O que se pede:
A) Segundo a reportagem sobre Itacuruba, quantos habitantes tinha a antiga cidade?
B) Selecione todas as linhas das entradas em que aparece a palavra "formation".

··· Documento ···

Título: Sobra emprego público. Falta capital privado
Autor: Angela Lacerda
Fonte: O Estado de São Paulo, 17/04/2005, Economia, p. B5

ITACURUBA, PE - Apontada pelo IBGE como a campeã brasileira em número de servidores municipais - 20,9% da população trabalha na Prefeitura -, a pequena Itacuruba, localizada no sertão do São Francisco, a 481 quilômetros do Recife, busca um rumo, uma nova vocação econômica, que possa fazer as pessoas e a economia saírem do marasmo. Até 1988, a cidade se sustentava. A população trabalhava na agricultura, as terras produziam arroz, cebola, tomate e frutas. Tudo isso foi coberto pelas águas da barragem da Hidrelétrica de Itaparica - o lago quebrou a cadeia produtiva do município. Muitos habitantes foram para a nova cidade; outros, assentados em agrovilas de cidades vizinhas. E muita gente foi embora. A antiga Itacuruba tinha 17 mil habitantes; a nova, 3,8 mil pessoas.

··· Material a processar ···

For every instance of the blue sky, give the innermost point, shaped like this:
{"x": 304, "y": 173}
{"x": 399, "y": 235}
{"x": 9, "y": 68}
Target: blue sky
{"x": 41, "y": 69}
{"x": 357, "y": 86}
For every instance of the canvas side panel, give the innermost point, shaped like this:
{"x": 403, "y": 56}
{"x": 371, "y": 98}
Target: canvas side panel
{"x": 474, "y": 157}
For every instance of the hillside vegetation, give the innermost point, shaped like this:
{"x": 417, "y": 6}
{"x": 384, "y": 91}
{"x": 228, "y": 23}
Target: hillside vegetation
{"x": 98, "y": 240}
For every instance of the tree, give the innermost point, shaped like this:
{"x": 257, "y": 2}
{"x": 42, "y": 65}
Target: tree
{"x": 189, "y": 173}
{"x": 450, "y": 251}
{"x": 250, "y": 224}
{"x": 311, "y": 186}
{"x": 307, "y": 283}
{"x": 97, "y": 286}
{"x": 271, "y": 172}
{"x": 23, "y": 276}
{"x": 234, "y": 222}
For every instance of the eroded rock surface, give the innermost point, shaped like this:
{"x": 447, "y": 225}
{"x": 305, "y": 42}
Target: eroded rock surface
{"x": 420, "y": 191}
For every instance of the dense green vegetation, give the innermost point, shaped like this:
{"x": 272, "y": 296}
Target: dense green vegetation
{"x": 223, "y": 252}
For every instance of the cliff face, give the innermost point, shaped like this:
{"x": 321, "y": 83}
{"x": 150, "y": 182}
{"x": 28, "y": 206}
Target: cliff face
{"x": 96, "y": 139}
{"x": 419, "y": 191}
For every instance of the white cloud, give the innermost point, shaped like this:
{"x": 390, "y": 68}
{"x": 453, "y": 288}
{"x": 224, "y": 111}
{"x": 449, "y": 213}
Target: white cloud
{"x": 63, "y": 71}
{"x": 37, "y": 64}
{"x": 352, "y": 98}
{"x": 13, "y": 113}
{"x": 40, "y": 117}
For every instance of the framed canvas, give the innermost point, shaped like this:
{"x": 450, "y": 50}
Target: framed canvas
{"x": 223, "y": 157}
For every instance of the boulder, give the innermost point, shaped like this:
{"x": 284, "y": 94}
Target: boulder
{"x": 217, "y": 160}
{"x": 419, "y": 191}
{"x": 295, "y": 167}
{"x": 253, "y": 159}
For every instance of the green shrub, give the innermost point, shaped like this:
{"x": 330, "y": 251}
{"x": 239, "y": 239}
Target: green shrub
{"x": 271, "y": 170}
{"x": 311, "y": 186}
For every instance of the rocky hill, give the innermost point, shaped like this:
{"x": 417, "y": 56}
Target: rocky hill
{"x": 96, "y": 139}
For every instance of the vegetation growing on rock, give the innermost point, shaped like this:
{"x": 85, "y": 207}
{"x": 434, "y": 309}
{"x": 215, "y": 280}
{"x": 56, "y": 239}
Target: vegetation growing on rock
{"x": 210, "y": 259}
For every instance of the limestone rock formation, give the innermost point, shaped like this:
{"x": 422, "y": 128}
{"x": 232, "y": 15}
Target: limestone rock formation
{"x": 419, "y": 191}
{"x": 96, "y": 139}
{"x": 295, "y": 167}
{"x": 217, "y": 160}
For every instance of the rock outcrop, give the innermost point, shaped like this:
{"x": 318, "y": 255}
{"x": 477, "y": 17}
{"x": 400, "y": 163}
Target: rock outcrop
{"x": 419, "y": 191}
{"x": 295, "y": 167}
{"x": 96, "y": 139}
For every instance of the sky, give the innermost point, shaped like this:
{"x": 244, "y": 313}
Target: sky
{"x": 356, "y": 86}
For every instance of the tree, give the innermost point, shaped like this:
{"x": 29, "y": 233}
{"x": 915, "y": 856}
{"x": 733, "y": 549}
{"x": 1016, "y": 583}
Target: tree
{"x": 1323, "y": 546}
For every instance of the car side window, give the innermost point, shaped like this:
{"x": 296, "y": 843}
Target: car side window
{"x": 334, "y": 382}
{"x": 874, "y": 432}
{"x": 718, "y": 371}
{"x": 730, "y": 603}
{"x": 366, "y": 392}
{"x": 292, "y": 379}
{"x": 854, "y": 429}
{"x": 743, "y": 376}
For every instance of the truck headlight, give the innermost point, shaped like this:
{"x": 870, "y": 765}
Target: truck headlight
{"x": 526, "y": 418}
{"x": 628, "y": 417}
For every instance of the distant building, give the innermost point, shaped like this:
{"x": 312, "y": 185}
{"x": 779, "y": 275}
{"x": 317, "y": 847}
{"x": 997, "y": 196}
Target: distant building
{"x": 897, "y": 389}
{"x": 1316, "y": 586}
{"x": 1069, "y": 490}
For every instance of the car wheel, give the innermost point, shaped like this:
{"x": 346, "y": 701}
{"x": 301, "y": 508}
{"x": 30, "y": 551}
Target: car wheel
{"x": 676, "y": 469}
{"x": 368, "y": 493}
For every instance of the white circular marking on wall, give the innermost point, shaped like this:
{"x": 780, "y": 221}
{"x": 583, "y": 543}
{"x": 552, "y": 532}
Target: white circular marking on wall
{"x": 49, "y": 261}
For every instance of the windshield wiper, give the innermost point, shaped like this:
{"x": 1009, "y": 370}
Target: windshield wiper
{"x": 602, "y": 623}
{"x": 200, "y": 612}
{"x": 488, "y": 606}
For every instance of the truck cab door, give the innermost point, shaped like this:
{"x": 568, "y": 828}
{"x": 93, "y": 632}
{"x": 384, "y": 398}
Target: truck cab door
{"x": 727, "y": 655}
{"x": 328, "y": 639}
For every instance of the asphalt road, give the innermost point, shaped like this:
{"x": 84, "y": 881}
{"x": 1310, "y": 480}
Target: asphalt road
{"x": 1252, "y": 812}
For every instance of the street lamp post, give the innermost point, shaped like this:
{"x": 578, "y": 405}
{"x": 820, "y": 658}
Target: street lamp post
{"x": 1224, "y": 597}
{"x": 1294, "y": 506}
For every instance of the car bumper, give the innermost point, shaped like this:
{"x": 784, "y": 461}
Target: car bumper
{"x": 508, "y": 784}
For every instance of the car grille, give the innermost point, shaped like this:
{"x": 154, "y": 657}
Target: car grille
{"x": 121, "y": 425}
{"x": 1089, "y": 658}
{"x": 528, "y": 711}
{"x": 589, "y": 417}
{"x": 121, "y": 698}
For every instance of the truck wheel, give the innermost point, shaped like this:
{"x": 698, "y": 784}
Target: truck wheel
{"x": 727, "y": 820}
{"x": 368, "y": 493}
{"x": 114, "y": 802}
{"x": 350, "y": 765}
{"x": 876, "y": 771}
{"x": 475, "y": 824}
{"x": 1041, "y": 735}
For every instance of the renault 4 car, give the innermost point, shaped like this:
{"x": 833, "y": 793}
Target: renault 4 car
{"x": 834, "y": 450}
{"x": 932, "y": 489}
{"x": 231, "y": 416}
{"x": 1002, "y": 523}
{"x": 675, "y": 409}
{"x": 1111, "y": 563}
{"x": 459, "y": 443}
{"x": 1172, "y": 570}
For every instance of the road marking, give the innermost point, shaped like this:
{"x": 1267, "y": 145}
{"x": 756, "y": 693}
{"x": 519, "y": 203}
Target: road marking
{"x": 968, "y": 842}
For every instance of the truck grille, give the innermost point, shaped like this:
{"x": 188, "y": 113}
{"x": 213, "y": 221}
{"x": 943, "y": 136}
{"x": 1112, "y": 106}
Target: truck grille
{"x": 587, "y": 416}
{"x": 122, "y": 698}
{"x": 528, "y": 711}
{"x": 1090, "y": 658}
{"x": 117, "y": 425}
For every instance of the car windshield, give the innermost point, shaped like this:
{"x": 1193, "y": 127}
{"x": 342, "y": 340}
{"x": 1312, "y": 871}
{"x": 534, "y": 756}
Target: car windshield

···

Respostas:
A) 17 mil habitantes.

B)
For every instance of the limestone rock formation, give the innermost point, shaped like this:
Target: limestone rock formation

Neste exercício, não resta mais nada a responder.